- _Your goal_
Which lines in the listing below contain the word "hose"? List each of them in full.
-=-=-
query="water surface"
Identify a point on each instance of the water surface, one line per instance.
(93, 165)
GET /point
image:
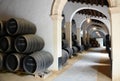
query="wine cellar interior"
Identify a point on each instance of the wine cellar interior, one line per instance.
(59, 40)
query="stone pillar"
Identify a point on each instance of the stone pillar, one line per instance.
(79, 35)
(115, 21)
(57, 19)
(68, 33)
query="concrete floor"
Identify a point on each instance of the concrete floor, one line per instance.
(88, 66)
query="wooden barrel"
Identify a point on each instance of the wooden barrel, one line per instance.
(3, 28)
(37, 62)
(64, 44)
(18, 26)
(65, 56)
(70, 51)
(14, 62)
(75, 49)
(6, 44)
(28, 43)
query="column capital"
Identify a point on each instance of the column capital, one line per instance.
(56, 17)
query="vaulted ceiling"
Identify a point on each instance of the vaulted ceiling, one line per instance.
(92, 13)
(96, 2)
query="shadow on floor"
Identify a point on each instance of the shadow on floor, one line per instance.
(106, 70)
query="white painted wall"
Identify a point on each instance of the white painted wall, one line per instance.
(115, 15)
(71, 8)
(36, 11)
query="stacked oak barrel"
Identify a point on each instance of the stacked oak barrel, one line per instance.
(21, 49)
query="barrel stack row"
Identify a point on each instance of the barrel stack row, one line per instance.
(21, 49)
(94, 42)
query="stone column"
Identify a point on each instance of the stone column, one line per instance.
(68, 33)
(115, 21)
(57, 20)
(79, 35)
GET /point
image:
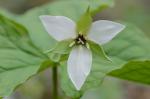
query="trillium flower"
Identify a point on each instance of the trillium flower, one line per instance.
(80, 59)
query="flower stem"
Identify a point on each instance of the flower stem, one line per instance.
(55, 83)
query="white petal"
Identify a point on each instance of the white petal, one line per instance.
(103, 31)
(59, 27)
(79, 65)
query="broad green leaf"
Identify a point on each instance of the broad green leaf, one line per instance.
(129, 45)
(96, 5)
(75, 9)
(109, 89)
(136, 71)
(19, 58)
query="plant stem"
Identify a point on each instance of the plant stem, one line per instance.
(55, 83)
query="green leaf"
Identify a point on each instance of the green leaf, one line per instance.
(19, 58)
(75, 9)
(84, 24)
(129, 45)
(136, 71)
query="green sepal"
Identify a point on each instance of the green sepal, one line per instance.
(84, 23)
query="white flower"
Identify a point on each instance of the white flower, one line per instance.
(80, 59)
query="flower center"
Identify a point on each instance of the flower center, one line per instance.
(80, 40)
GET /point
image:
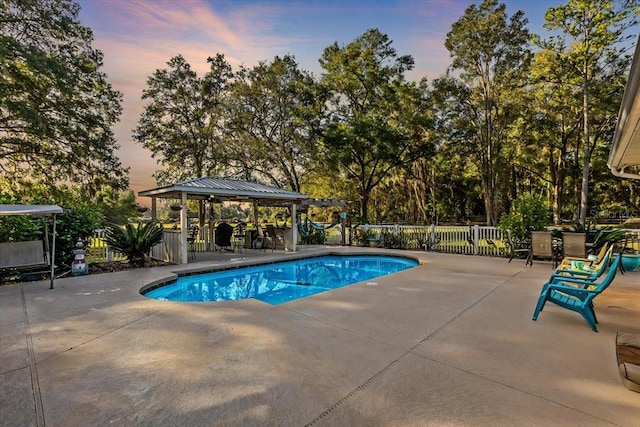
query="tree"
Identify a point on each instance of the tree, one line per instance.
(274, 114)
(56, 106)
(377, 121)
(490, 57)
(596, 29)
(182, 123)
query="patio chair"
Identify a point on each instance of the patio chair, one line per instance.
(542, 247)
(224, 232)
(565, 264)
(262, 240)
(586, 272)
(576, 294)
(518, 246)
(191, 241)
(277, 237)
(239, 236)
(574, 245)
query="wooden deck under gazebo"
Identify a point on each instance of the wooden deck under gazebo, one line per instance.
(220, 190)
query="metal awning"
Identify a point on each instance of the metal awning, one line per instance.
(221, 190)
(226, 190)
(38, 210)
(6, 210)
(624, 158)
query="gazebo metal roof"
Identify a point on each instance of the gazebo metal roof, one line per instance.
(225, 189)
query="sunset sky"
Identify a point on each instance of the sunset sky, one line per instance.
(138, 37)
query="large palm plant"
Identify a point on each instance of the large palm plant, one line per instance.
(134, 241)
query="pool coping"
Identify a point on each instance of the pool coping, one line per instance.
(253, 262)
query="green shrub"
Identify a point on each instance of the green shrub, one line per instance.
(528, 213)
(390, 240)
(135, 242)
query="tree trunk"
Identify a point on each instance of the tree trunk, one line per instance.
(586, 166)
(364, 203)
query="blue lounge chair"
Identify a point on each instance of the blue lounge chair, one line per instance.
(591, 272)
(577, 294)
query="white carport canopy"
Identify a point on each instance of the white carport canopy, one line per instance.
(225, 190)
(37, 210)
(624, 158)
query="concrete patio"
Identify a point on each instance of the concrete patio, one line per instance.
(450, 342)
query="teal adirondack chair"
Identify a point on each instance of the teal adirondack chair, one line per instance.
(598, 269)
(577, 294)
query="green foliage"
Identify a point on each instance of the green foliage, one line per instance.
(315, 237)
(364, 234)
(57, 108)
(590, 37)
(182, 118)
(491, 57)
(73, 224)
(528, 213)
(135, 241)
(116, 207)
(390, 240)
(378, 122)
(605, 235)
(275, 110)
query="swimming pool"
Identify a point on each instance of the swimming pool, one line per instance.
(280, 282)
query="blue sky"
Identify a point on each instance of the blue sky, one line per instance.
(138, 37)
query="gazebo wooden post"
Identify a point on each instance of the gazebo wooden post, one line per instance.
(294, 228)
(154, 209)
(184, 255)
(255, 214)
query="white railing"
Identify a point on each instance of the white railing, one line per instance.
(476, 240)
(98, 249)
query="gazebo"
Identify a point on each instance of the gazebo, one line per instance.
(217, 189)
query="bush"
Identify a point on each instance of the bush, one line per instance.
(135, 242)
(528, 213)
(390, 240)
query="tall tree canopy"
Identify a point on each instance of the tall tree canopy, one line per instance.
(593, 60)
(182, 125)
(377, 121)
(274, 115)
(56, 106)
(490, 56)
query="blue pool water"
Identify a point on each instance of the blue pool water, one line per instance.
(281, 282)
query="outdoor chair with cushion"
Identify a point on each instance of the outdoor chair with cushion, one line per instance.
(224, 232)
(276, 236)
(582, 269)
(589, 260)
(574, 245)
(262, 240)
(191, 240)
(542, 247)
(576, 294)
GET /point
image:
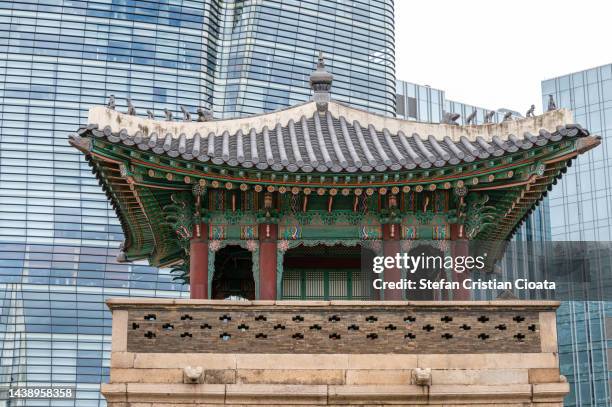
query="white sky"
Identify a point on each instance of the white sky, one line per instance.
(495, 53)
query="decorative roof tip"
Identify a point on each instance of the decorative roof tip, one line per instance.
(321, 82)
(551, 103)
(531, 111)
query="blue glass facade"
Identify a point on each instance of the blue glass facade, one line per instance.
(58, 235)
(581, 209)
(268, 49)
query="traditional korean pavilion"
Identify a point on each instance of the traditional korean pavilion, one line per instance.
(279, 205)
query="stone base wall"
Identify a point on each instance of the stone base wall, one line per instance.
(172, 377)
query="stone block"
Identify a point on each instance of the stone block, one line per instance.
(274, 394)
(476, 394)
(544, 375)
(122, 360)
(379, 377)
(489, 361)
(220, 376)
(180, 360)
(180, 393)
(482, 377)
(377, 394)
(146, 375)
(119, 334)
(293, 376)
(382, 361)
(291, 361)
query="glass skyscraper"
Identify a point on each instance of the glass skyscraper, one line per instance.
(58, 235)
(581, 209)
(267, 49)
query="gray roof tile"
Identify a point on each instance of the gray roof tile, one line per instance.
(325, 143)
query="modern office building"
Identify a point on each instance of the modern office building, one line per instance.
(581, 209)
(58, 235)
(266, 53)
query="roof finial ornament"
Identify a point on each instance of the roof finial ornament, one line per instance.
(551, 103)
(320, 82)
(131, 108)
(450, 118)
(111, 102)
(471, 117)
(204, 114)
(186, 114)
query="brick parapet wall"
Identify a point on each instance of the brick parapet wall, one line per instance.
(375, 371)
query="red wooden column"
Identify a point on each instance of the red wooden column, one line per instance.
(391, 247)
(198, 262)
(459, 247)
(268, 234)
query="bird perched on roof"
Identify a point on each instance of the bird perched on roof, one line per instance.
(551, 103)
(186, 114)
(131, 108)
(471, 117)
(111, 102)
(204, 114)
(450, 118)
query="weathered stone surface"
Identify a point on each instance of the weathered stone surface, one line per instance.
(268, 394)
(290, 376)
(119, 337)
(482, 376)
(122, 359)
(360, 376)
(180, 360)
(375, 361)
(368, 394)
(513, 393)
(175, 393)
(550, 392)
(323, 327)
(544, 375)
(289, 361)
(381, 377)
(548, 331)
(146, 375)
(220, 376)
(489, 361)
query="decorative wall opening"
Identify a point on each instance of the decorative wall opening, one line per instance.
(233, 274)
(432, 271)
(326, 273)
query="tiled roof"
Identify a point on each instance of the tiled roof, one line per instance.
(300, 139)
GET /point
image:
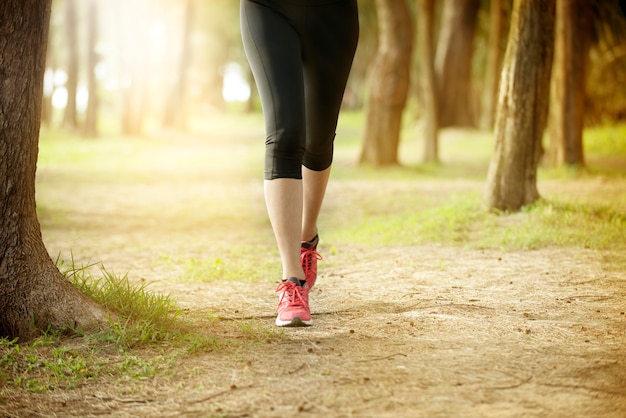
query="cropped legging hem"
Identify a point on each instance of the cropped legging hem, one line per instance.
(300, 55)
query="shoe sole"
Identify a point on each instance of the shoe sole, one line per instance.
(295, 322)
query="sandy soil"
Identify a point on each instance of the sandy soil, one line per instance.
(419, 331)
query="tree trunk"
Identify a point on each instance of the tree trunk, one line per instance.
(33, 293)
(522, 106)
(567, 101)
(389, 83)
(453, 62)
(71, 23)
(494, 58)
(91, 117)
(175, 114)
(427, 72)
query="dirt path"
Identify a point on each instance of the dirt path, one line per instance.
(405, 332)
(424, 331)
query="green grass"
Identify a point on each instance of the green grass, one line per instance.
(147, 333)
(204, 190)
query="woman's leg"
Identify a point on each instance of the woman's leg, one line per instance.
(314, 189)
(283, 198)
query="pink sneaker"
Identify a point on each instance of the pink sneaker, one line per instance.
(293, 304)
(308, 259)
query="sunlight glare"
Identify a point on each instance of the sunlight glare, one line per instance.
(235, 87)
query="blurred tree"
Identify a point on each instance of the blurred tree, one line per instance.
(34, 295)
(494, 63)
(453, 62)
(605, 96)
(134, 20)
(91, 117)
(218, 43)
(175, 114)
(356, 89)
(388, 83)
(567, 89)
(71, 27)
(427, 76)
(522, 107)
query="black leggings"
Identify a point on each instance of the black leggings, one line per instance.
(300, 52)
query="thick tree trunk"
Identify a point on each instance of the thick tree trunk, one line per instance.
(567, 90)
(427, 72)
(494, 61)
(71, 23)
(91, 117)
(175, 114)
(33, 293)
(389, 83)
(522, 106)
(453, 62)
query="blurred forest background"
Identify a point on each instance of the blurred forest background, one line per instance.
(125, 66)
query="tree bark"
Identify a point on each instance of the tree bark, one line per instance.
(427, 75)
(522, 106)
(389, 83)
(33, 293)
(71, 23)
(567, 89)
(453, 62)
(91, 117)
(494, 61)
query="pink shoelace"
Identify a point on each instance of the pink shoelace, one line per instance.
(292, 294)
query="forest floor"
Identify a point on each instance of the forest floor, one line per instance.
(399, 330)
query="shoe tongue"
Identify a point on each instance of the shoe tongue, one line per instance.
(294, 280)
(310, 244)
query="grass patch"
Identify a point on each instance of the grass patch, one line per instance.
(241, 263)
(147, 338)
(462, 220)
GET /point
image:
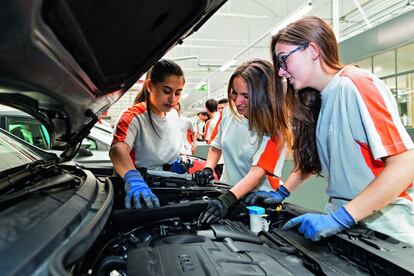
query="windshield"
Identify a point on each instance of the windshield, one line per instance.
(14, 153)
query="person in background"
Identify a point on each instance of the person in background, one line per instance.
(252, 138)
(145, 136)
(358, 142)
(222, 103)
(201, 125)
(212, 124)
(188, 134)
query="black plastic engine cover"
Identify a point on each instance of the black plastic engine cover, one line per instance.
(198, 255)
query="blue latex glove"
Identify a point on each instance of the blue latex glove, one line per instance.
(268, 198)
(137, 190)
(317, 226)
(177, 166)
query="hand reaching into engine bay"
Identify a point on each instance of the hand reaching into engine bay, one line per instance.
(217, 208)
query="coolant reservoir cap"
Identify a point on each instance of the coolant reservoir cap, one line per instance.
(256, 210)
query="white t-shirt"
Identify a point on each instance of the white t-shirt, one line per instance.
(149, 148)
(241, 150)
(187, 130)
(211, 127)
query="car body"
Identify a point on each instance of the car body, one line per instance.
(94, 148)
(65, 63)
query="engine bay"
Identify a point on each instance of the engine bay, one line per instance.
(169, 241)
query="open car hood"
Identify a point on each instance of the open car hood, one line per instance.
(66, 61)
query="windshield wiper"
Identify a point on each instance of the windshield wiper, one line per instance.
(23, 172)
(56, 181)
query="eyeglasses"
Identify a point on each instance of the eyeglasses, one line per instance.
(233, 95)
(282, 59)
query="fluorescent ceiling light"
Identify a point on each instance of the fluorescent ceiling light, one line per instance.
(301, 11)
(228, 65)
(363, 14)
(200, 84)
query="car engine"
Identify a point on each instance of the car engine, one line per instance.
(169, 241)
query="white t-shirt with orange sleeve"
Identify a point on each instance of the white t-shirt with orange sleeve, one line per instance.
(151, 147)
(241, 149)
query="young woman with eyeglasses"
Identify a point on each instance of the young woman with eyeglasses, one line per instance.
(252, 137)
(346, 125)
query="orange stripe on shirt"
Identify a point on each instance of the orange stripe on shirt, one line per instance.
(125, 120)
(377, 166)
(268, 159)
(387, 130)
(215, 130)
(189, 136)
(273, 181)
(206, 129)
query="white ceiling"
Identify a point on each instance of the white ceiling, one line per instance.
(239, 23)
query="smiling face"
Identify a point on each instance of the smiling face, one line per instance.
(166, 94)
(239, 94)
(299, 64)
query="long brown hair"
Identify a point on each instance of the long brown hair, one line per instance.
(157, 74)
(304, 105)
(267, 113)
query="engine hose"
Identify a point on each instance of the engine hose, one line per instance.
(109, 264)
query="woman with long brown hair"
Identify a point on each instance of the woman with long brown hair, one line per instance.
(145, 136)
(251, 137)
(358, 141)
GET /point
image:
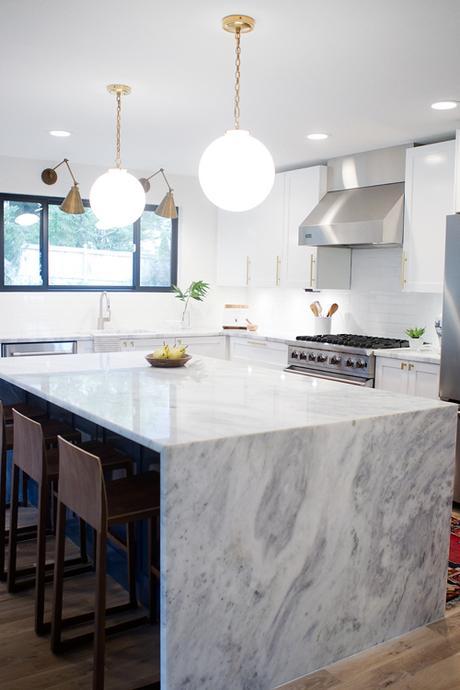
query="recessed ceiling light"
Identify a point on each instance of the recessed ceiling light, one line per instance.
(317, 136)
(444, 105)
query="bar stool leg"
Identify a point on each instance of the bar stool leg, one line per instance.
(40, 627)
(2, 514)
(99, 618)
(131, 563)
(83, 542)
(24, 484)
(56, 625)
(12, 540)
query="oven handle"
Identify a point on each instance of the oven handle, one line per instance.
(353, 380)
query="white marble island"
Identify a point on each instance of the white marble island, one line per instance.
(302, 520)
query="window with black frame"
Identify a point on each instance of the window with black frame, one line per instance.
(46, 249)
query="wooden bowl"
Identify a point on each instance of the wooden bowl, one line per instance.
(167, 363)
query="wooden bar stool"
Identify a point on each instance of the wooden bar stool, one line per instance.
(101, 504)
(6, 444)
(34, 456)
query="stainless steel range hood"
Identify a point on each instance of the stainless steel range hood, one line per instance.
(361, 217)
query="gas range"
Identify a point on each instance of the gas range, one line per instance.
(344, 357)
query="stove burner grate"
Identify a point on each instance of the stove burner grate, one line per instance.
(363, 341)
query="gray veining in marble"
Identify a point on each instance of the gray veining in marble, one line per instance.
(283, 553)
(302, 520)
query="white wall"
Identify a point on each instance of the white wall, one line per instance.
(374, 306)
(29, 312)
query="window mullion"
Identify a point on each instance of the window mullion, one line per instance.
(2, 244)
(44, 245)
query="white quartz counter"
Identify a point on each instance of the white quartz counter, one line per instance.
(425, 354)
(208, 399)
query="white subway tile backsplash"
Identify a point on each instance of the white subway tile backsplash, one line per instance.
(375, 305)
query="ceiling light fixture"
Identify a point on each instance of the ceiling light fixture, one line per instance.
(167, 207)
(72, 203)
(117, 197)
(444, 105)
(236, 170)
(317, 136)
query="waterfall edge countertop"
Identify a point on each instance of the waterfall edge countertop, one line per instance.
(302, 520)
(207, 399)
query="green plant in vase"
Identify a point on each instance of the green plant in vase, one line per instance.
(415, 336)
(197, 290)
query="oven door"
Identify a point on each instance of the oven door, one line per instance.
(331, 376)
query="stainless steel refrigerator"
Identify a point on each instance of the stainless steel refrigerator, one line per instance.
(450, 342)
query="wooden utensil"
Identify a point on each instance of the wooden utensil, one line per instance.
(332, 309)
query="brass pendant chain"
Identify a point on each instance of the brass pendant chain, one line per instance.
(118, 150)
(236, 107)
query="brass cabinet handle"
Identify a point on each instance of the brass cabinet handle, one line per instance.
(403, 270)
(278, 265)
(248, 270)
(312, 264)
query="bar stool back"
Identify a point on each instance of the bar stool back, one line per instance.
(40, 463)
(83, 489)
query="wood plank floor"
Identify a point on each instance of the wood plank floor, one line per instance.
(425, 659)
(26, 662)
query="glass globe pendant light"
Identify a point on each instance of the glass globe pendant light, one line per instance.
(117, 198)
(236, 170)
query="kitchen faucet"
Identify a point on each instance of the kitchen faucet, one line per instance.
(105, 314)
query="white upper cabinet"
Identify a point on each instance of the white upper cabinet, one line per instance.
(233, 262)
(430, 197)
(260, 248)
(265, 238)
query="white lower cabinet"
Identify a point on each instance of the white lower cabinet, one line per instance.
(410, 377)
(263, 353)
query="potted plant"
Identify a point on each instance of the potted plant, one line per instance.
(415, 336)
(197, 290)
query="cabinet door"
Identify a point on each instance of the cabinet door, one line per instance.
(429, 199)
(210, 346)
(258, 352)
(232, 248)
(392, 375)
(424, 379)
(266, 238)
(303, 190)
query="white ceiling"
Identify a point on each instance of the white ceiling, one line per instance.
(365, 71)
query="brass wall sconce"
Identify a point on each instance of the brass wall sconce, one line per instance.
(72, 203)
(167, 207)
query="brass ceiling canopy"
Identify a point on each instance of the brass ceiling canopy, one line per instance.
(167, 207)
(72, 203)
(119, 89)
(238, 23)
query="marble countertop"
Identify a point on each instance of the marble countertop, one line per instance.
(430, 355)
(208, 399)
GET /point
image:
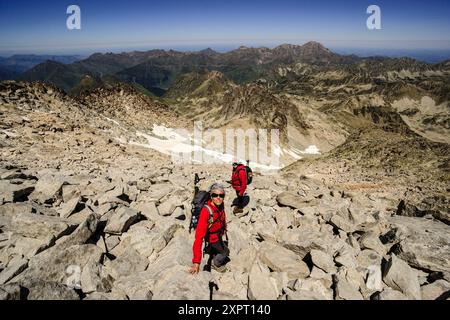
-=-=-
- _Task output_
query="engine hose"
Identify a point on each instance of the engine hose, one line per instance.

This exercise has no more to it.